**Exercise brief:**
Rescale all of the records below and write every line again, requests included. Multiply each point coordinate in the answers by 2.1 and round to the nearest whole number, with halves rounding up, but leave the numbers in the requests and their format samples unchanged and omit the pictures.

**Recorded data:**
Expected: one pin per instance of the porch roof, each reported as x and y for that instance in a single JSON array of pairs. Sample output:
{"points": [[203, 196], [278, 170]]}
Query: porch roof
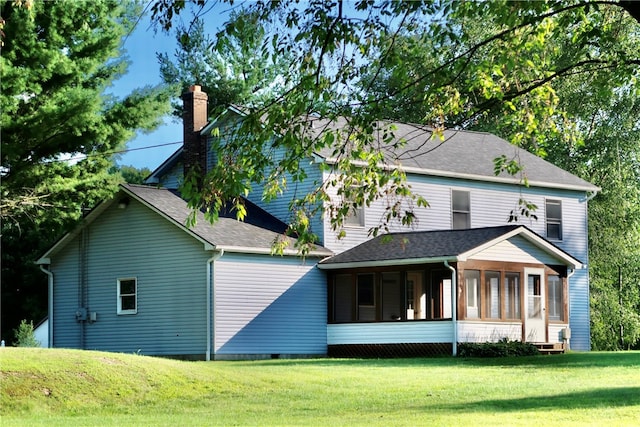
{"points": [[437, 246]]}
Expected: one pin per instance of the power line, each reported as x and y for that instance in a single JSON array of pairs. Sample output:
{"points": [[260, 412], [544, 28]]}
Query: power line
{"points": [[110, 153]]}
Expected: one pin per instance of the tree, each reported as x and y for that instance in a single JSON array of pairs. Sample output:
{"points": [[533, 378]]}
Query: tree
{"points": [[58, 58], [503, 69], [235, 69]]}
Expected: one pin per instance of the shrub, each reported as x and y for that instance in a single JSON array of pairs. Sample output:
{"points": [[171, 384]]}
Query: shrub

**Exercise output:**
Expected: one pin per instance of the porch roof, each reported as x and y for that instance in a single JSON array of pairs. Sample output:
{"points": [[203, 196], [278, 170]]}
Query: porch roof
{"points": [[918, 517]]}
Expected: one pin per instance of the power line, each reported as x and y for that instance in a single JSON array of pairs. Sample output:
{"points": [[260, 412], [544, 28]]}
Query: power line
{"points": [[231, 321]]}
Expected: one pin per instance of the tree, each reported as x and y for that instance in a single JSON array of pairs. Sample output:
{"points": [[533, 378]]}
Query: tree
{"points": [[122, 122], [1056, 145], [494, 145]]}
Expected: one pin per instance of the shrub, each reported as x and y for that instance in a single JSON array of pairs. Sample output:
{"points": [[171, 384]]}
Query: shrub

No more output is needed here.